Items listed in a dataset:
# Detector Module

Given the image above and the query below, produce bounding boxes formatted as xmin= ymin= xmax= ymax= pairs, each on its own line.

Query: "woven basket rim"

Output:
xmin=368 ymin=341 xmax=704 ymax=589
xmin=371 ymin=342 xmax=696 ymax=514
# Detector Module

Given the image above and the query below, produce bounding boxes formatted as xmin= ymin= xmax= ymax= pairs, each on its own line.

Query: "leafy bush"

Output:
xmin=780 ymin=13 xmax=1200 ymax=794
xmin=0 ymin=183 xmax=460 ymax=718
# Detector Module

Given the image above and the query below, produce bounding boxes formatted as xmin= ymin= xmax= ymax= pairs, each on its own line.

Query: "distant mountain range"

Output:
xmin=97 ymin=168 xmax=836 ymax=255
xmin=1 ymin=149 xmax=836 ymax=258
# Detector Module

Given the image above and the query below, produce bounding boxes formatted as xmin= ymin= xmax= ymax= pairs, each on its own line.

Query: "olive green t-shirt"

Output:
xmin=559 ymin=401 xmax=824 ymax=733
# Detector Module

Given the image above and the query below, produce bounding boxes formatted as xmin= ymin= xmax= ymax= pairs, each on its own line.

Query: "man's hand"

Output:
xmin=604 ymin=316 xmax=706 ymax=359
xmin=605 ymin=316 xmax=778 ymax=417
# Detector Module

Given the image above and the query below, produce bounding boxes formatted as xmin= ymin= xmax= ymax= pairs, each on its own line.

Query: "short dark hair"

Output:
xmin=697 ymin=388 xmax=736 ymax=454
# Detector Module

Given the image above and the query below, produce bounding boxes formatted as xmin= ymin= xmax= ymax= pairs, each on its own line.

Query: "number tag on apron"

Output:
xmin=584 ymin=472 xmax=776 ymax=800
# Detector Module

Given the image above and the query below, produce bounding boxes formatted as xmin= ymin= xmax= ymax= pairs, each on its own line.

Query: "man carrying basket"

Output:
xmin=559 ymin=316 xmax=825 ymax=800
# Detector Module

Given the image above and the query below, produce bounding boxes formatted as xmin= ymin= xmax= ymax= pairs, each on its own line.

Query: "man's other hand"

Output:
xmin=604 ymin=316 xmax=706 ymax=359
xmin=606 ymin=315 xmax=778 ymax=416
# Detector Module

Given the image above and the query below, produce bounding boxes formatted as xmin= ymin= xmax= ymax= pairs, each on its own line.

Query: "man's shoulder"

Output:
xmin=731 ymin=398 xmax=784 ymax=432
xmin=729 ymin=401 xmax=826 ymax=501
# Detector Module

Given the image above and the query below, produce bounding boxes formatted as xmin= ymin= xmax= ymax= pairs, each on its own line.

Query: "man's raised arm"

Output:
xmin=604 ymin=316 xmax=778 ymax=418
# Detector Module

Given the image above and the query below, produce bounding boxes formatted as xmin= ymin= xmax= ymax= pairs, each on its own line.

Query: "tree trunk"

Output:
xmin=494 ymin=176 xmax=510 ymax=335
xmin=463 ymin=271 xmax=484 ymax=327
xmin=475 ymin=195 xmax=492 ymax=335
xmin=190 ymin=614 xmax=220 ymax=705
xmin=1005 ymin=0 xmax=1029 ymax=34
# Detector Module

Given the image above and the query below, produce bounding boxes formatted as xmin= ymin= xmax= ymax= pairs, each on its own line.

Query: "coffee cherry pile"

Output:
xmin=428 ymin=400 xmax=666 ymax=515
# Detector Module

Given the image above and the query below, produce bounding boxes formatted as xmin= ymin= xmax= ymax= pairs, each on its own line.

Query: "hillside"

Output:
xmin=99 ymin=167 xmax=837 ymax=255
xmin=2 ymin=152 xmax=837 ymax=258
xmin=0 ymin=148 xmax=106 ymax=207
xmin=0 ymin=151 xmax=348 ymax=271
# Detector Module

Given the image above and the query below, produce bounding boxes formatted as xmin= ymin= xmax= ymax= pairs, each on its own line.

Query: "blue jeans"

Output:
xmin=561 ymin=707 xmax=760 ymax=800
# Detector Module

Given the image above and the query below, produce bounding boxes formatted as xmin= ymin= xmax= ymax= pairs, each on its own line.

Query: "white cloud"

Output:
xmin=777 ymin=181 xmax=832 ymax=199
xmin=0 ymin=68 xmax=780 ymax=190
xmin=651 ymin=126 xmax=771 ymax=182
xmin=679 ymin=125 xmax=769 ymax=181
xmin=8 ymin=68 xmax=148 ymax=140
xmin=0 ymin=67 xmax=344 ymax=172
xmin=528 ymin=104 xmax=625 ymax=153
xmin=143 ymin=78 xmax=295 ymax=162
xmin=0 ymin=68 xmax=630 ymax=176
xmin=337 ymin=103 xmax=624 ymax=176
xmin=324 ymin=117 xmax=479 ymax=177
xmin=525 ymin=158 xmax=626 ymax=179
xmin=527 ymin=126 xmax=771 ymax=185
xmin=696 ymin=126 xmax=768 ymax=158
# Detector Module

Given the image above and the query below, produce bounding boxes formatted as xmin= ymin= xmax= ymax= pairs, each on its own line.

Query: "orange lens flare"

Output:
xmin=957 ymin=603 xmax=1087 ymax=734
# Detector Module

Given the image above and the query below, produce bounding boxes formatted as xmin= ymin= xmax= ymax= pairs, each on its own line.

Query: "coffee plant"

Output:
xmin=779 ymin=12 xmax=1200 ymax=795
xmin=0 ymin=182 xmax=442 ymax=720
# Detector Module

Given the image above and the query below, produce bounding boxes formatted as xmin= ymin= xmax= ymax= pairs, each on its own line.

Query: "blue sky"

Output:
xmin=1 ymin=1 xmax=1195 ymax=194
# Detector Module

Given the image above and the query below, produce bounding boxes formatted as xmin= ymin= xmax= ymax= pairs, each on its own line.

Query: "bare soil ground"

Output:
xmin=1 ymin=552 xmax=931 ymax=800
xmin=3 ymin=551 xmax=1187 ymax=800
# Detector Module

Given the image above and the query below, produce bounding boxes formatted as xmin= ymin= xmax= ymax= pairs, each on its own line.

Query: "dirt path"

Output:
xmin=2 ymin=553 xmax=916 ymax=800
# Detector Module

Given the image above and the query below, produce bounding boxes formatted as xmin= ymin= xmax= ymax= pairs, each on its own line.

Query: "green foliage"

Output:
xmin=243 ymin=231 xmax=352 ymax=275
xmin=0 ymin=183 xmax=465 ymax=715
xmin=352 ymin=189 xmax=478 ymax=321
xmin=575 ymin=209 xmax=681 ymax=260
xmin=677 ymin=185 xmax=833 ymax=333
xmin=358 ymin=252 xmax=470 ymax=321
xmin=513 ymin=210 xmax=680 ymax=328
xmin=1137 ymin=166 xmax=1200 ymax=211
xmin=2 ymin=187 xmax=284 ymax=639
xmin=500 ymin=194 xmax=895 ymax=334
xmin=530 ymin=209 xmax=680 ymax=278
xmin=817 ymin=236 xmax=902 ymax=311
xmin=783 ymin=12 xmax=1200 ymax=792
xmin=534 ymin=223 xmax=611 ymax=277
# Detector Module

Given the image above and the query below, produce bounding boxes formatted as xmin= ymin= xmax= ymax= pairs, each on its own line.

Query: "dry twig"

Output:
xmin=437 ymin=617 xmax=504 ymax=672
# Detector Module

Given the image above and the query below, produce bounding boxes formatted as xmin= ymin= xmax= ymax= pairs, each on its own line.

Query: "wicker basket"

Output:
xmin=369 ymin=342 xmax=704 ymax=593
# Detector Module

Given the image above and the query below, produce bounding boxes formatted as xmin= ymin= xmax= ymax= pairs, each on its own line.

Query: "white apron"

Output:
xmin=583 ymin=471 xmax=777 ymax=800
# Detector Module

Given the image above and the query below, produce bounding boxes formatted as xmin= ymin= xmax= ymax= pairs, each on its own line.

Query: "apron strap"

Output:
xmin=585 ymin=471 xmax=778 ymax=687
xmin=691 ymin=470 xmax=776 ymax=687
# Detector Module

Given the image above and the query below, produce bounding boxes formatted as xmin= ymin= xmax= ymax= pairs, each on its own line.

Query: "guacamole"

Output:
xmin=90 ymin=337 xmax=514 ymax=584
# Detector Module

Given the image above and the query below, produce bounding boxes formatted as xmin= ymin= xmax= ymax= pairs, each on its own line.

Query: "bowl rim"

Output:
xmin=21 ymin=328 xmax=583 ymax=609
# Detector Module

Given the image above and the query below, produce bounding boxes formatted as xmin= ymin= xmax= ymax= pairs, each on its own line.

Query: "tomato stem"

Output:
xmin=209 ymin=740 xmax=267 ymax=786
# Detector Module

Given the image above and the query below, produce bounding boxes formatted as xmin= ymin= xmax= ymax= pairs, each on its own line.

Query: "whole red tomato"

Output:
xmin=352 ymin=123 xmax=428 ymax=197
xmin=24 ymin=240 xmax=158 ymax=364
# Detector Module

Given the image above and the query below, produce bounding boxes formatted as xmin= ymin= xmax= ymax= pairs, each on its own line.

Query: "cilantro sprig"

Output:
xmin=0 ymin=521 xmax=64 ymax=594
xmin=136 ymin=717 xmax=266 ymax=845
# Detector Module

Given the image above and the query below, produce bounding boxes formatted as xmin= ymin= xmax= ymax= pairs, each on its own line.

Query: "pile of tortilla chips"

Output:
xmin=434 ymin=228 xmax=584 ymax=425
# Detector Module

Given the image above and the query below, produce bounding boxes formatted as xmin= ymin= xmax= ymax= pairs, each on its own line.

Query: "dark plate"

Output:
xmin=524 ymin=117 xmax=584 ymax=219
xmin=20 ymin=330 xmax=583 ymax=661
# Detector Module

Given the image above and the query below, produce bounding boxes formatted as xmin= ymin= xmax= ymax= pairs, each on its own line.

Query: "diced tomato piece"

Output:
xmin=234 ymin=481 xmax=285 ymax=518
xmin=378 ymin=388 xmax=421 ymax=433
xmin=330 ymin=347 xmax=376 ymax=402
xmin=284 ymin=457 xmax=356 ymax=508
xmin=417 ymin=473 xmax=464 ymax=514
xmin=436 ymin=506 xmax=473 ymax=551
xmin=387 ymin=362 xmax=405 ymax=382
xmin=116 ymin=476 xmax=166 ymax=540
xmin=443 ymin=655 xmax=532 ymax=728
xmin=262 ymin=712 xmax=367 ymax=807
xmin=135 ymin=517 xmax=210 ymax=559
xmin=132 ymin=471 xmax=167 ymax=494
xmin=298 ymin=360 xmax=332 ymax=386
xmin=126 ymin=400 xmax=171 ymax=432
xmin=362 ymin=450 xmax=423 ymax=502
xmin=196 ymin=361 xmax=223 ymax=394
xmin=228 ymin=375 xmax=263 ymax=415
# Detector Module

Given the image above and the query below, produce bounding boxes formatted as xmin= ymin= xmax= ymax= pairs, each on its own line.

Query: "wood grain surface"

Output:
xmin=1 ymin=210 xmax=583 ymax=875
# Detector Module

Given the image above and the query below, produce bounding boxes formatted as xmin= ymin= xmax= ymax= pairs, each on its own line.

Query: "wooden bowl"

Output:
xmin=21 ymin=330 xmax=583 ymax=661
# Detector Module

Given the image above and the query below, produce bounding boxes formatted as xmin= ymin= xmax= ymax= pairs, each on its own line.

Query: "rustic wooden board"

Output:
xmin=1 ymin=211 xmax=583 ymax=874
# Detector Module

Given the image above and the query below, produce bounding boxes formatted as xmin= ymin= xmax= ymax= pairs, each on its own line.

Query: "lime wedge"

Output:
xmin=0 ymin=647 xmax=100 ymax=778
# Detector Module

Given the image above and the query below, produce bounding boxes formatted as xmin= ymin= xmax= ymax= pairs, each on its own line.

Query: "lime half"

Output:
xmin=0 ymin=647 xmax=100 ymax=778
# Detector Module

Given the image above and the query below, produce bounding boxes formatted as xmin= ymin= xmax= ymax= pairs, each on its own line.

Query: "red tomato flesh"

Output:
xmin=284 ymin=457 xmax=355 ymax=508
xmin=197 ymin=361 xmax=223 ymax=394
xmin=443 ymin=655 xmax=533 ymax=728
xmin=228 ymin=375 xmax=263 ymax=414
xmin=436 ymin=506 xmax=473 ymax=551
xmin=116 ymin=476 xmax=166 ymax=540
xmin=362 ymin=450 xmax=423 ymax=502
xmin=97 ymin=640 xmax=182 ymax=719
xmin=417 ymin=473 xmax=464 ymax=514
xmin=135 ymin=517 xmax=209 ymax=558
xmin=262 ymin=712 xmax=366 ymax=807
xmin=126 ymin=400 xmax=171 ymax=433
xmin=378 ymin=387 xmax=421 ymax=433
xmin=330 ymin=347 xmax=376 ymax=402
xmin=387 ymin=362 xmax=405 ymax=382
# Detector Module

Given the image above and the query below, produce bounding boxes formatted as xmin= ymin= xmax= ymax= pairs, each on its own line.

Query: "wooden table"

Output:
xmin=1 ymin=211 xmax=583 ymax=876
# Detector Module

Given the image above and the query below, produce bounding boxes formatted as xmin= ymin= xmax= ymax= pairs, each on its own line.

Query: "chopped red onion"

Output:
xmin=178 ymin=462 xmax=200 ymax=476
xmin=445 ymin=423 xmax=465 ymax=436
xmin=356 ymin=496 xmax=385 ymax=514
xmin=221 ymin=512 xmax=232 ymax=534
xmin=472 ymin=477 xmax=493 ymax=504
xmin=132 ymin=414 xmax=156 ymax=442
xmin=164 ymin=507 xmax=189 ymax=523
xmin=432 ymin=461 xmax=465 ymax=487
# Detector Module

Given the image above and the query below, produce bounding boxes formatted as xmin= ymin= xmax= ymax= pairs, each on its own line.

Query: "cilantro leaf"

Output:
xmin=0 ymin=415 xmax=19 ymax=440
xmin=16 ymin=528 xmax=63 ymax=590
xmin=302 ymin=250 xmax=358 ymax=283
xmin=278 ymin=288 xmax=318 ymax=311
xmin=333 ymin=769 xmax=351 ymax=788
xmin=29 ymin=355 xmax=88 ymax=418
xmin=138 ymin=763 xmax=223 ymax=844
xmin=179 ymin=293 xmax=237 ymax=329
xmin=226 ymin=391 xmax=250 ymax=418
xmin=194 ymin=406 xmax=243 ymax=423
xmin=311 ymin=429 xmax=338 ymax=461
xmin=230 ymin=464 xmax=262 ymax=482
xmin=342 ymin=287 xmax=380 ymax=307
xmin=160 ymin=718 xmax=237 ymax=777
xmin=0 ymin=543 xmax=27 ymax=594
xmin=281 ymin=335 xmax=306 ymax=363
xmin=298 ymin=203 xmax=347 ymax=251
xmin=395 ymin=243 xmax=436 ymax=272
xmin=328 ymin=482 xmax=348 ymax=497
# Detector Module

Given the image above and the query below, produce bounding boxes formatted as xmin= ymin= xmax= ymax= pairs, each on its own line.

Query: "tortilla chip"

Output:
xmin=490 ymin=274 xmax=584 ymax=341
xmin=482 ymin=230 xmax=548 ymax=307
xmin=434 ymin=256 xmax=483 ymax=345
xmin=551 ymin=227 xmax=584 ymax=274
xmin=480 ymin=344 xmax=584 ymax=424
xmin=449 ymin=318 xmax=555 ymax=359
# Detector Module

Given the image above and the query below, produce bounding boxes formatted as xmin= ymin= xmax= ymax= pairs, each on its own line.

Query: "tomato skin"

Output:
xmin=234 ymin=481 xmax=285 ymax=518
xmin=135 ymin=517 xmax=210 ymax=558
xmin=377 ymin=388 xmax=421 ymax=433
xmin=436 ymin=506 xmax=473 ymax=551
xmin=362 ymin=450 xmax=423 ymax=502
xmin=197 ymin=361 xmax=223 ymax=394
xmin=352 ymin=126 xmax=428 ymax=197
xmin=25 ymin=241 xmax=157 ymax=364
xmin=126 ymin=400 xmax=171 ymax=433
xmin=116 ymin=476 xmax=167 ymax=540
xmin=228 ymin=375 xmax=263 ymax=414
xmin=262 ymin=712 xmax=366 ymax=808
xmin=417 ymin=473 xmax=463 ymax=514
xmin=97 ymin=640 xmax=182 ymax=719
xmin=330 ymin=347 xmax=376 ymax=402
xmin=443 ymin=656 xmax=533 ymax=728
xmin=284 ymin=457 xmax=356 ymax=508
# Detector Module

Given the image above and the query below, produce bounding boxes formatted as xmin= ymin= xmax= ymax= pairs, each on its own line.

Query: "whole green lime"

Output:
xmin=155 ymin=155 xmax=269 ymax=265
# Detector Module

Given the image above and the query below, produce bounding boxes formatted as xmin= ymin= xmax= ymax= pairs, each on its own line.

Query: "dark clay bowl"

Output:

Exercise description: Lines above with "white": state how many, nothing more.

Response box: 2